* PROBLEM STATEMENT: Present the lines below as a Markdown table with the columns "Row" and "Line," numbering each row and omitting blank lines and the pictures.

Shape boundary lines
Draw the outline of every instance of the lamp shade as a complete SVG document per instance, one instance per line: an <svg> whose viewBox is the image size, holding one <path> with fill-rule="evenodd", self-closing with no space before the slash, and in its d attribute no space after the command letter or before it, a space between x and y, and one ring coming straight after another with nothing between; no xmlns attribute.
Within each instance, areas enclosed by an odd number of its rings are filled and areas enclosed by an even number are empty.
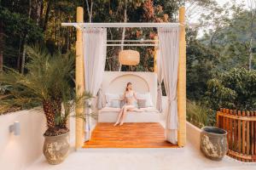
<svg viewBox="0 0 256 170"><path fill-rule="evenodd" d="M119 61L121 65L138 65L140 62L140 54L135 50L122 50L119 54Z"/></svg>

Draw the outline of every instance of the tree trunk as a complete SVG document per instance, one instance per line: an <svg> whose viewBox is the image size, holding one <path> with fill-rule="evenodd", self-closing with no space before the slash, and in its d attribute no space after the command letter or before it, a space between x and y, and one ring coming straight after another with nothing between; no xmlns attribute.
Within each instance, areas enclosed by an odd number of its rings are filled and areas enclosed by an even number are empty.
<svg viewBox="0 0 256 170"><path fill-rule="evenodd" d="M125 1L125 11L124 11L124 22L126 23L127 22L127 0ZM121 44L125 43L125 27L123 28L123 32L122 32L122 39L121 39ZM121 46L121 49L124 49L124 46ZM122 70L122 65L119 63L119 71L121 71Z"/></svg>
<svg viewBox="0 0 256 170"><path fill-rule="evenodd" d="M44 31L46 30L47 22L48 22L48 20L49 20L49 11L50 11L50 6L51 6L51 0L49 0L48 3L47 3L45 16L44 16L44 24L43 24L43 31Z"/></svg>
<svg viewBox="0 0 256 170"><path fill-rule="evenodd" d="M29 0L29 11L28 11L28 19L30 20L32 15L32 0ZM38 14L38 9L36 8L36 14ZM38 22L38 20L37 20ZM21 57L21 65L20 65L20 72L21 74L24 74L24 68L25 68L25 60L26 60L26 38L27 38L27 33L25 33L24 36L24 42L23 42L23 51L22 51L22 57Z"/></svg>

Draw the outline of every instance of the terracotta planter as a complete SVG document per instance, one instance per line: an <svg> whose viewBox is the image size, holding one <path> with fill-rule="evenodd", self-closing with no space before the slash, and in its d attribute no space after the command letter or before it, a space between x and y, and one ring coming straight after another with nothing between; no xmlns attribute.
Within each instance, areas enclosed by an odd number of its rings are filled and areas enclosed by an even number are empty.
<svg viewBox="0 0 256 170"><path fill-rule="evenodd" d="M211 160L220 161L228 152L227 132L215 127L204 127L200 135L200 148Z"/></svg>
<svg viewBox="0 0 256 170"><path fill-rule="evenodd" d="M68 155L69 133L59 136L44 136L44 155L49 164L62 162Z"/></svg>

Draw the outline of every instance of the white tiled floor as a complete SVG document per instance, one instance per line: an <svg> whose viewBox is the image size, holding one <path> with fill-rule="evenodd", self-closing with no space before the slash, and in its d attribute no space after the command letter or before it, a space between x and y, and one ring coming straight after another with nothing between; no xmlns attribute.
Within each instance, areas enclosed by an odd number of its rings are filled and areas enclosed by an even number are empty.
<svg viewBox="0 0 256 170"><path fill-rule="evenodd" d="M182 149L81 149L60 165L49 165L42 156L27 170L256 170L225 156L221 162L205 158L188 144Z"/></svg>

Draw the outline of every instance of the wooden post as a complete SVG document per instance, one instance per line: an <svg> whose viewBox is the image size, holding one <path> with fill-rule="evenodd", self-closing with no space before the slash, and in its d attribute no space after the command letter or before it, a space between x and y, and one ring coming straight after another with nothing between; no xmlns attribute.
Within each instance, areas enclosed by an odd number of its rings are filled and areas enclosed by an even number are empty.
<svg viewBox="0 0 256 170"><path fill-rule="evenodd" d="M158 36L154 36L154 40L155 41L154 43L158 45ZM154 72L157 72L157 54L158 54L158 46L154 46Z"/></svg>
<svg viewBox="0 0 256 170"><path fill-rule="evenodd" d="M77 8L77 22L84 22L84 8L82 7ZM84 58L83 58L83 42L82 31L77 29L77 42L76 42L76 94L80 95L84 91ZM76 114L82 114L84 111L84 105L76 107ZM84 120L76 118L76 149L84 145Z"/></svg>
<svg viewBox="0 0 256 170"><path fill-rule="evenodd" d="M177 145L186 144L186 39L185 39L185 7L179 8L179 61L177 75Z"/></svg>

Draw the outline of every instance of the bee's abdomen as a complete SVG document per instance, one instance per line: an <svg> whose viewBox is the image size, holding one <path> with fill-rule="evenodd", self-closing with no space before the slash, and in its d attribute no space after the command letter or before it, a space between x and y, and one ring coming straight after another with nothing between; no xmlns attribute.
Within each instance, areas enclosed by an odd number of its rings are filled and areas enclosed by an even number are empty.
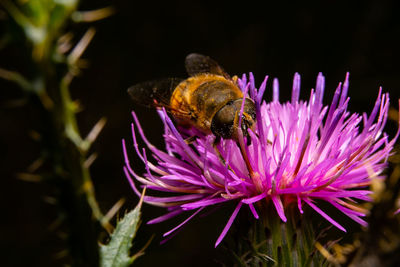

* OUTPUT OF THE TASK:
| Row | Line |
|---|---|
| 1 | Draw the outline of every instance of the lamp shade as a complete SVG document per instance, one instance per line: an <svg> whose viewBox is the image size, holding one <path> with fill-rule="evenodd", self-closing with no space before the slash, and in its d attribute no space after the command letter or before it, a space between x and y, and one ring coming straight after another with nothing between; no xmlns attribute. |
| 2 | Within each instance, areas enclosed by an odd number of its rings are filled and areas enclosed by an even number are empty. |
| 3 | <svg viewBox="0 0 256 170"><path fill-rule="evenodd" d="M119 61L121 65L138 65L140 62L140 54L135 50L122 50L119 54Z"/></svg> |
| 4 | Draw the outline of every instance of the tree trunk as a complete SVG document per instance, one instance per line: an <svg> whose viewBox is the image size, holding one <path> with fill-rule="evenodd", self-closing with no space before the slash, and in its d attribute no space after the command letter or before it, a space between x and y, and one ring coming straight after another with nothing between; no xmlns attribute. |
| 5 | Within each instance, areas enclosed by an odd number of its rings are filled and areas enclosed by an even number are empty. |
| 6 | <svg viewBox="0 0 256 170"><path fill-rule="evenodd" d="M125 1L125 11L124 11L124 22L126 23L127 22L127 0ZM121 44L125 43L125 27L123 28L123 32L122 32L122 39L121 39ZM121 46L121 49L124 49L124 46ZM122 70L122 65L119 63L119 71L121 71Z"/></svg> |
| 7 | <svg viewBox="0 0 256 170"><path fill-rule="evenodd" d="M44 31L46 30L47 22L48 22L48 20L49 20L49 11L50 11L50 6L51 6L51 0L49 0L48 3L47 3L45 16L44 16L44 24L43 24L43 31Z"/></svg> |
| 8 | <svg viewBox="0 0 256 170"><path fill-rule="evenodd" d="M29 0L29 11L28 11L28 19L30 20L32 15L32 0ZM38 14L38 9L36 8L36 14ZM38 22L38 20L37 20ZM21 57L21 65L20 65L20 72L21 74L24 74L24 68L25 68L25 60L26 60L26 38L27 38L27 33L25 33L24 36L24 42L23 42L23 51L22 51L22 57Z"/></svg> |
| 9 | Draw the outline of every instance of the terracotta planter as a complete SVG document per instance, one instance per line: an <svg> whose viewBox is the image size, holding one <path> with fill-rule="evenodd", self-closing with no space before the slash, and in its d attribute no space after the command letter or before it, a space between x and y, and one ring coming straight after another with nothing between; no xmlns attribute. |
| 10 | Within each instance, areas enclosed by an odd number of its rings are filled and areas enclosed by an even number are empty. |
| 11 | <svg viewBox="0 0 256 170"><path fill-rule="evenodd" d="M211 160L220 161L228 152L227 132L215 127L204 127L200 135L200 148Z"/></svg> |
| 12 | <svg viewBox="0 0 256 170"><path fill-rule="evenodd" d="M68 155L69 133L59 136L44 136L44 155L49 164L62 162Z"/></svg> |
| 13 | Draw the outline of every instance of the white tiled floor as a complete SVG document per instance, one instance per line: an <svg> whose viewBox is the image size, holding one <path> with fill-rule="evenodd", self-closing with no space before the slash, and in its d attribute no space after the command letter or before it, a space between x and y, and one ring coming straight after another with nothing between; no xmlns attribute. |
| 14 | Within each instance, areas enclosed by an odd number of its rings are filled and areas enclosed by an even number are empty. |
| 15 | <svg viewBox="0 0 256 170"><path fill-rule="evenodd" d="M182 149L81 149L60 165L49 165L42 156L27 170L256 170L225 156L221 162L205 158L188 144Z"/></svg> |
| 16 | Draw the outline of every instance of the wooden post as a complete SVG document per instance, one instance per line: an <svg> whose viewBox is the image size, holding one <path> with fill-rule="evenodd", self-closing with no space before the slash, and in its d attribute no space after the command letter or before it, a space between x and y, and one ring coming straight after another with nothing between; no xmlns attribute. |
| 17 | Within each instance, areas enclosed by an odd number of its rings are filled and areas enclosed by an even number are empty. |
| 18 | <svg viewBox="0 0 256 170"><path fill-rule="evenodd" d="M158 36L154 36L154 40L155 41L154 43L158 45ZM154 72L157 72L157 54L158 54L158 46L154 46Z"/></svg> |
| 19 | <svg viewBox="0 0 256 170"><path fill-rule="evenodd" d="M77 8L77 22L84 22L84 8L82 7ZM84 58L83 58L83 42L82 31L77 29L77 42L76 42L76 94L80 95L84 91ZM76 114L82 114L84 111L84 105L76 107ZM84 120L76 118L76 149L84 145Z"/></svg> |
| 20 | <svg viewBox="0 0 256 170"><path fill-rule="evenodd" d="M177 145L186 144L186 39L185 39L185 7L179 8L179 61L177 75Z"/></svg> |
| 21 | Draw the outline of every instance of the bee's abdomen as a complete SVG document per instance, one instance per line: an <svg> whose viewBox is the image size, holding one <path> with fill-rule="evenodd", self-closing with no space before the slash, and in its d attribute no space after the command letter or before it, a space between x and y, and one ring coming straight after another with nothing between; no xmlns attribute. |
| 22 | Within each instance, areas enclosed by an odd number of its rings are filled and areas enclosed by an even number are empty. |